• **ÜBUNGSAUFGABE 1**
Zieh aus den Einträgen jede Zeile heraus, in der das Wort „person“ vorkommt. Groß- und Kleinschreibung müssen dabei stimmen.

• **TEXTAUSZUG**
━━━━━━

Bei einer IOC-Sitzung 1995 in Budapest schaffte es der damals 75jährige z.B., gegen den Widerstand einiger Funktionäre, die geltende Altersregel für Funktionäre auf 80 Jahre heraufzusetzen, so daß er im Amt bleiben konnte - Samaranch ließ darüber unplanmäßig am letzten Tag der Tagung abstimmen, als viele Stimmberechtigte schon abgereist waren.

In Deutschland werden solche Geschichten im Zuge des IOC-Skandals nun wieder hervorgekramt. Anderswo beschäftigte man sich dagegen schon sehr lange kritisch mit Samaranch und dem IOC: "Wen stellt dieses Bild dar?" fragte schon 1994 die norwegische Tageszeitung Dagbladet, übliche Gewinnspiele persiflierend, neben einem Foto des IOC-Präsidenten Juan Antonio Samaranch, und bot als Lösungen an: "A. einen guten Kumpel von Franco, B. einen viel zu alten Mann, C. jemanden, der ganz dringend Friedensnobelpreisträger werden möchte, jedoch ohne den geringsten Grund".

Die Leser fanden wohl alle Antworten zutreffend, niemand protestierte, das Internationale Olympische Komitee und sein Präsident standen in Skandinavien seit jeher in einem äußerst schlechten Ruf. Das war fatal für den ehemaligen Franco-Parteigänger, denn der Friedensnobelpreis wird von einem norwegischen Gremium vergeben. Und deswegen muß Samaranch mit den Journalisten des kleinen Landes ausgesucht taktvoll umgehen, anstatt ihnen umgehend die Tür zu weisen, eine besonders gute Figur machte der Mann dabei allerdings bisher noch nie.

━━━━━━

• **ÜBUNGSAUFGABE 2**
Schreib aus dem Text über Samaranch den Abschnitt ab, der bei „Bei einer IOC-Sitzung“ anfängt und bei „schon abgereist waren.“ aufhört, und zwar Wort für Wort.

(Einträge aus einem Datensatz)
━━━━━━

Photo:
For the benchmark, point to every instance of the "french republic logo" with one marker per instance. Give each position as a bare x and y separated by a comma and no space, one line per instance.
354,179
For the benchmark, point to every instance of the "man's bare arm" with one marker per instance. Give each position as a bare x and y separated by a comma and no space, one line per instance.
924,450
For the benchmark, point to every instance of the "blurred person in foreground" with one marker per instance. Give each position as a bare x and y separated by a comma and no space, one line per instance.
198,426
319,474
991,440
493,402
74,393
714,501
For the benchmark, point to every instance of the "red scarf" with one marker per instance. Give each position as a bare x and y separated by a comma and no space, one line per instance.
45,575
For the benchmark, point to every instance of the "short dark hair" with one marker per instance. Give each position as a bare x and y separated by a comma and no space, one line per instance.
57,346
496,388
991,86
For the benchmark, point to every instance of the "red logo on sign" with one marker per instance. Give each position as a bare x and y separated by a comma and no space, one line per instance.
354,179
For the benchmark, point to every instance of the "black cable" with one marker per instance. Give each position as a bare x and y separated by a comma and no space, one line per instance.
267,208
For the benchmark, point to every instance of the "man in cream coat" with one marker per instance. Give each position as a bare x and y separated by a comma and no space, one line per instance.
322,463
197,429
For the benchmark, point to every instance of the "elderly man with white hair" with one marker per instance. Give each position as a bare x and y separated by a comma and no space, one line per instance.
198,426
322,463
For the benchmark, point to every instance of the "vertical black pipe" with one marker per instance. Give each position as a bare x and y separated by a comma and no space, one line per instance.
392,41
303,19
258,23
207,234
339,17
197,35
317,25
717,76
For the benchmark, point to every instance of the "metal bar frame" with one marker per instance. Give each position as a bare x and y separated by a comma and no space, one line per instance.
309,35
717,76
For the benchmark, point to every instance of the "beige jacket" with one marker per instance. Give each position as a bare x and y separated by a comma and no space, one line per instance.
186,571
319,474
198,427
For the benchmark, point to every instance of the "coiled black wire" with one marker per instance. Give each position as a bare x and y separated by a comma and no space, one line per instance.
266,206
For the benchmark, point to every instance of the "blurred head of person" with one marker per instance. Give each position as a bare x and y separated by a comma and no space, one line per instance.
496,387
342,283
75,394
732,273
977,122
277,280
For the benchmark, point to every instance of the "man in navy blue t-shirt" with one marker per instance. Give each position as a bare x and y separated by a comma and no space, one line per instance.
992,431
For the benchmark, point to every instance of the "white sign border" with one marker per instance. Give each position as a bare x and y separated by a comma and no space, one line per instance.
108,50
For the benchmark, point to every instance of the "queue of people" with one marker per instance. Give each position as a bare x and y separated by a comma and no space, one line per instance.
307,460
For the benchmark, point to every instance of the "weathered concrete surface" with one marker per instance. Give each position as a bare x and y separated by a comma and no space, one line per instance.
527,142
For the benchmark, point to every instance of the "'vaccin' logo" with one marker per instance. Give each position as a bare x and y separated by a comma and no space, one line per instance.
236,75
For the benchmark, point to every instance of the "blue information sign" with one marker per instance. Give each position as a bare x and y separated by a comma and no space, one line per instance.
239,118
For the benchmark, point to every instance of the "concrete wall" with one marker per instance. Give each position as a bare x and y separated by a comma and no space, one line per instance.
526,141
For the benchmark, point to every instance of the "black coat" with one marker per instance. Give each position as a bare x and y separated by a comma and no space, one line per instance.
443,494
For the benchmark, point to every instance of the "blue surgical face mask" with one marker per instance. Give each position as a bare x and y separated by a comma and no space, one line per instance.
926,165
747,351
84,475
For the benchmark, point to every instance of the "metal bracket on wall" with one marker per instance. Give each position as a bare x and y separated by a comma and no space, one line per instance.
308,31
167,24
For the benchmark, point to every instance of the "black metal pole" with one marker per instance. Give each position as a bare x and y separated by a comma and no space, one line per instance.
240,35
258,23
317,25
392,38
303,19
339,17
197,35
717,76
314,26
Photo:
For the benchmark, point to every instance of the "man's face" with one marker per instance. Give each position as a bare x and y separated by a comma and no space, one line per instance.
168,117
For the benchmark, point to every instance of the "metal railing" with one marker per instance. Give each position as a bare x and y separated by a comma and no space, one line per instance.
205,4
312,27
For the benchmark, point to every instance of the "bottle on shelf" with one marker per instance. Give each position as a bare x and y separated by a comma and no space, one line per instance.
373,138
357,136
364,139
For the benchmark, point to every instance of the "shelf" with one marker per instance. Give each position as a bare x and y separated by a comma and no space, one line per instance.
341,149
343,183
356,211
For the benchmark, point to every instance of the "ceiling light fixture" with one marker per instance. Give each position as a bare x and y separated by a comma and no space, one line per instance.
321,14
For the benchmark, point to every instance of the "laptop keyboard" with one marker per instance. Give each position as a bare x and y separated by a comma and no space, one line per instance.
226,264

━━━━━━

• **LÖSUNG 1**
For the benchmark, point to every instance of the "blurred person in foreground" with one marker per instance. Give each position as a bare x and y separated by a comma and no space, one line per instance.
For the benchmark, point to every instance of the "blurred head of person" with one marker per instance. Give each position as a bare x and y separated by a comma and no space, one line per instance.

• **LÖSUNG 2**
Bei einer IOC-Sitzung 1995 in Budapest schaffte es der damals 75jährige z.B., gegen den Widerstand einiger Funktionäre, die geltende Altersregel für Funktionäre auf 80 Jahre heraufzusetzen, so daß er im Amt bleiben konnte - Samaranch ließ darüber unplanmäßig am letzten Tag der Tagung abstimmen, als viele Stimmberechtigte schon abgereist waren.